> [QUOTED PASSAGE]:
☆ ☆ ☆
Urgent independent checks at the Rowett Research Institute in Aberdeen found that Professor Arpad Pusztai had not, as he claimed in Granada Television's World in Action programme on Monday night, done experiments in which transgenic potatoes were fed to rats. Instead, the rats ate normal potatoes, spiked with a toxic protein that the extra genes - which were not present - might have made.

The effects are not comparable and the entire experiment must be redone, said Andrew Chesson, the institute's head of research. He said Professor Pusztai admitted that his claimed results were misleading. "It is extremely embarrassing ... He was a very senior member of staff. We assumed his work was beyond reproach."

The news offered the first PR victory for biotechnology companies, which have come under fierce attack this year from MPs, retailers and pressure groups over their development and marketing of genetically modified crops and foods.
☆ ☆ ☆
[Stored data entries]
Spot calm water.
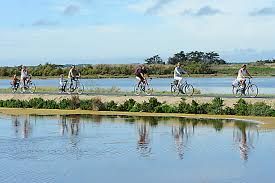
[0,77,275,94]
[0,115,275,183]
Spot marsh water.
[0,115,275,183]
[0,77,275,94]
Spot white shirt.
[21,69,28,78]
[174,67,187,78]
[237,68,247,79]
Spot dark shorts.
[136,74,144,81]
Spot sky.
[0,0,275,66]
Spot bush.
[130,103,142,112]
[234,99,249,116]
[117,99,136,112]
[105,100,117,111]
[208,97,224,114]
[248,102,275,116]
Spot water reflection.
[59,115,80,148]
[8,115,258,161]
[172,123,194,159]
[137,123,151,157]
[11,116,33,138]
[233,122,258,161]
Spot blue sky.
[0,0,275,65]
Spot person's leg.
[136,76,142,87]
[23,78,26,88]
[174,77,183,88]
[70,78,74,88]
[240,79,246,94]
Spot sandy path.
[0,94,275,107]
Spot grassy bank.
[0,108,275,129]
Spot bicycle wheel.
[145,84,153,95]
[76,84,84,95]
[246,84,259,98]
[232,86,243,98]
[29,83,36,93]
[134,84,142,95]
[19,83,26,93]
[184,84,194,97]
[171,84,180,96]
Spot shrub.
[208,97,224,114]
[130,103,142,112]
[105,100,117,111]
[248,102,275,116]
[178,98,191,114]
[234,99,248,116]
[117,99,136,111]
[92,98,105,111]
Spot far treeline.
[0,51,275,78]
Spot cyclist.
[135,65,148,87]
[11,74,20,89]
[174,62,189,88]
[237,64,252,92]
[21,66,29,87]
[68,65,80,88]
[59,74,68,92]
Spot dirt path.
[0,94,275,107]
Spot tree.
[167,51,187,65]
[145,55,165,65]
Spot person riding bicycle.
[21,66,29,87]
[59,74,68,92]
[11,74,20,89]
[236,64,252,92]
[135,65,148,87]
[174,62,189,88]
[68,65,80,88]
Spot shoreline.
[0,74,275,80]
[0,108,275,129]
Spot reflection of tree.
[12,116,21,136]
[12,116,32,138]
[137,123,151,157]
[60,115,80,136]
[172,123,194,159]
[233,122,255,161]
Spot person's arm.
[175,67,181,75]
[246,70,252,78]
[68,69,72,78]
[180,68,189,76]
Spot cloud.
[32,19,58,27]
[250,7,275,16]
[183,6,223,16]
[63,5,80,16]
[145,0,173,15]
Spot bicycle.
[134,78,153,95]
[65,77,84,95]
[20,79,36,93]
[171,80,194,97]
[10,81,20,93]
[232,78,259,98]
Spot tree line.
[0,51,229,77]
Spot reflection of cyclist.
[174,62,189,87]
[135,65,148,87]
[68,65,80,88]
[237,64,252,93]
[11,74,20,89]
[59,74,68,92]
[21,66,29,87]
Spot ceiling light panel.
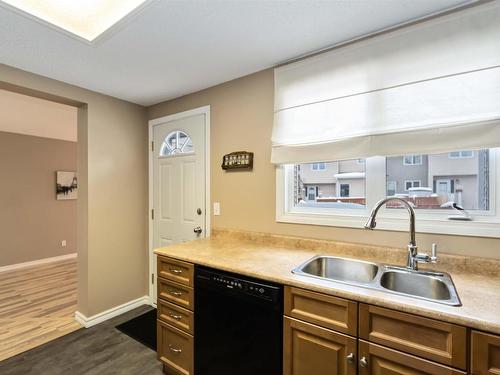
[0,0,147,41]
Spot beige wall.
[0,132,77,267]
[0,65,148,316]
[149,69,500,258]
[0,90,78,142]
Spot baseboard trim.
[75,296,151,328]
[0,253,78,273]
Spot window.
[448,151,474,159]
[340,184,350,197]
[403,155,422,165]
[405,180,420,191]
[160,130,194,156]
[311,163,326,171]
[387,181,398,197]
[288,160,365,209]
[277,149,500,237]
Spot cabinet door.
[359,303,467,370]
[471,331,500,375]
[283,317,356,375]
[359,340,465,375]
[157,320,194,375]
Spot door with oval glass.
[152,113,206,301]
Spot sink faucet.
[365,197,437,271]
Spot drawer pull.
[168,313,182,320]
[359,357,368,368]
[168,345,182,354]
[346,353,355,364]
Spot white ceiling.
[0,0,471,105]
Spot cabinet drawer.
[158,277,194,310]
[359,304,467,369]
[359,340,466,375]
[471,331,500,375]
[283,317,357,375]
[158,256,194,287]
[285,287,358,336]
[157,320,194,375]
[158,299,194,334]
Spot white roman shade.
[271,3,500,164]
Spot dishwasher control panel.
[198,269,281,300]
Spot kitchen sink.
[380,270,456,301]
[292,256,379,283]
[292,255,461,306]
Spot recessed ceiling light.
[0,0,148,41]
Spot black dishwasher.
[194,266,283,375]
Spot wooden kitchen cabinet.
[157,321,194,375]
[157,256,194,375]
[285,286,358,336]
[358,340,466,375]
[359,304,467,370]
[283,316,357,375]
[471,331,500,375]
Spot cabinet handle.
[359,357,368,368]
[346,353,355,364]
[168,313,182,320]
[168,345,182,354]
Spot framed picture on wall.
[56,171,78,200]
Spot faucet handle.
[431,243,438,263]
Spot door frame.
[148,105,212,305]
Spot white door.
[152,114,206,302]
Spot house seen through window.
[289,149,490,211]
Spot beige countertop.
[155,230,500,334]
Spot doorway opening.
[0,89,81,360]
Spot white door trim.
[148,105,211,305]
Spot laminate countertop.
[155,230,500,334]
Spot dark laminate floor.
[0,306,162,375]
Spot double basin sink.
[292,255,461,306]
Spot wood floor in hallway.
[0,259,81,361]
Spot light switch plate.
[214,202,220,216]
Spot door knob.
[359,357,368,368]
[346,353,355,364]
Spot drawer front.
[158,299,194,334]
[359,304,467,369]
[157,320,194,375]
[283,317,357,375]
[471,331,500,375]
[158,256,194,287]
[285,286,358,336]
[158,277,194,311]
[359,340,466,375]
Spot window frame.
[311,162,326,172]
[339,182,351,198]
[448,150,474,159]
[404,180,422,191]
[403,154,423,165]
[276,148,500,238]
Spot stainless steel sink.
[292,255,461,306]
[292,256,379,283]
[380,270,460,305]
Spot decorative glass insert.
[160,130,194,156]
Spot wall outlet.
[214,202,220,216]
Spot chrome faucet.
[365,197,437,271]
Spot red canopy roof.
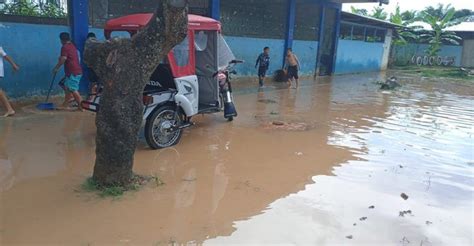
[104,14,221,33]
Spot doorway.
[316,7,340,76]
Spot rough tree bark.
[84,0,188,186]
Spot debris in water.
[273,69,288,82]
[263,120,314,131]
[376,77,401,90]
[400,193,408,200]
[258,99,277,104]
[399,210,412,217]
[400,237,410,245]
[273,121,285,126]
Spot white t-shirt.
[0,46,7,78]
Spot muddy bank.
[0,71,474,245]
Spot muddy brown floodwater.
[0,71,474,245]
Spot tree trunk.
[84,0,188,186]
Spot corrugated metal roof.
[409,21,474,32]
[341,11,403,28]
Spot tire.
[436,56,443,66]
[416,56,423,66]
[423,56,430,66]
[443,56,449,67]
[145,105,183,149]
[429,56,436,66]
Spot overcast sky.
[343,0,474,13]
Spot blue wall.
[225,36,318,76]
[395,44,463,67]
[224,36,285,76]
[293,40,318,75]
[335,40,383,74]
[0,22,69,98]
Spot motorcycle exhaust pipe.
[224,91,237,118]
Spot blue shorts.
[258,67,268,77]
[64,74,82,92]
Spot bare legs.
[72,91,84,111]
[286,78,299,88]
[0,89,15,117]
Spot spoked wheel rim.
[152,110,181,146]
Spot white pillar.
[380,29,393,70]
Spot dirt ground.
[0,72,474,245]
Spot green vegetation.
[394,66,474,82]
[0,0,67,18]
[81,175,165,198]
[351,4,474,56]
[420,4,462,56]
[351,7,388,20]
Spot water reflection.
[207,74,474,245]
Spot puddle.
[0,74,474,245]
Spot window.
[194,31,207,51]
[365,27,375,42]
[375,29,386,43]
[294,1,321,41]
[173,37,189,67]
[352,26,365,41]
[339,24,352,40]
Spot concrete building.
[0,0,390,98]
[334,12,397,74]
[448,22,474,68]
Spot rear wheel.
[145,105,183,149]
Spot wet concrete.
[0,71,474,245]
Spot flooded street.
[0,74,474,245]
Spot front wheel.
[145,105,183,149]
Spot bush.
[0,0,67,18]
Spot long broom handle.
[46,73,58,102]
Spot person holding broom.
[0,46,20,117]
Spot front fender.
[174,95,197,117]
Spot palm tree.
[420,4,462,56]
[389,4,421,45]
[370,7,388,20]
[420,3,453,19]
[397,10,418,22]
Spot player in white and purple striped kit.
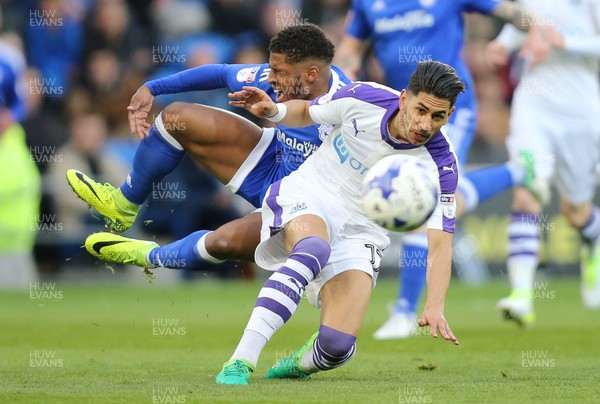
☆ ☆ ☆
> [PROBLEMS TO SOLVE]:
- A) According to the report on the Rowett Research Institute, what did the rats in Professor Pusztai's experiments actually eat?
- B) Extend the report on the Pusztai potato experiments beyond its final sentence.

> [ANSWERS TO THE EXERCISES]:
- A) Normal potatoes spiked with a toxic protein that the extra genes might have made.

- B)
Colin Merritt, technical director of the biotech giant Monsanto, said: "It is an awful mistake, and these revelations are absolute dynamite."

Monsanto spokesman Dan Verakis claimed the retraction proved that consumers had nothing to worry about from modified foods. "In just 48 hours we have gone from statements that genetically modified foods can harm immune systems to: `Sorry, but it was bad information'," he said. "Friends of the Earth and those types of groups went out and tried to promote an emotional and typical scaremongering attitude. It just goes to show that people should not overreact so quickly."

Friends of the Earth countered: "There can be no justification for allowing the commercial development of these crops until that research has been conducted, properly published and subjected to full peer-group review."

Dr Chesson said the re-run experiments would be published in six months' time.